• [EXERCISE REQUIREMENTS]:
Beginning with the first line, return the material verbatim and without pictures.

DATA SUPPLIED section start

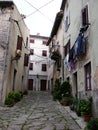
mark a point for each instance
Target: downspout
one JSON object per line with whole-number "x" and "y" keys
{"x": 63, "y": 55}
{"x": 5, "y": 65}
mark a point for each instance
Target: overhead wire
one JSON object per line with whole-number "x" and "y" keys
{"x": 38, "y": 9}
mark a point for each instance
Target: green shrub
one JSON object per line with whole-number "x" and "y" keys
{"x": 86, "y": 106}
{"x": 62, "y": 90}
{"x": 92, "y": 124}
{"x": 65, "y": 89}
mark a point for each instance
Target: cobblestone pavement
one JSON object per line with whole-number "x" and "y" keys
{"x": 36, "y": 111}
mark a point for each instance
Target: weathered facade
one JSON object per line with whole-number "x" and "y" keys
{"x": 56, "y": 45}
{"x": 39, "y": 61}
{"x": 81, "y": 23}
{"x": 14, "y": 36}
{"x": 79, "y": 42}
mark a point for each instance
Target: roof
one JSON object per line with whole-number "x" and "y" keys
{"x": 5, "y": 3}
{"x": 57, "y": 21}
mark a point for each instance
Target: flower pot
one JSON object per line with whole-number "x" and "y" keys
{"x": 65, "y": 104}
{"x": 87, "y": 118}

DATA SUPPLIED section end

• [TASK SOLUTION]:
mark a point for each instance
Target: downspout
one JSON object per line with whole-number "x" and "y" keys
{"x": 63, "y": 55}
{"x": 5, "y": 65}
mark a point for each instance
Target: overhead wire
one JSON object per line with whole-number "x" and "y" keys
{"x": 38, "y": 9}
mark a point for each instance
Target: green shrub
one JSON object per line with whole-number "x" and "y" keys
{"x": 86, "y": 106}
{"x": 62, "y": 90}
{"x": 92, "y": 124}
{"x": 65, "y": 89}
mark a point for each instance
Target: cobblestone pavement
one JSON object per line with whole-number "x" and "y" keys
{"x": 36, "y": 111}
mark a point for each instance
Target: weathered facade
one JSON object per line with whole-number "x" and "y" keys
{"x": 56, "y": 45}
{"x": 39, "y": 61}
{"x": 81, "y": 23}
{"x": 14, "y": 36}
{"x": 79, "y": 42}
mark a point for each instance
Target: roof
one JSON object per line with whole-number "x" and "y" keys
{"x": 5, "y": 3}
{"x": 57, "y": 21}
mark a point for each instance
Target: flower pot
one JSON object per line with whole-number "x" and "y" keys
{"x": 65, "y": 104}
{"x": 87, "y": 118}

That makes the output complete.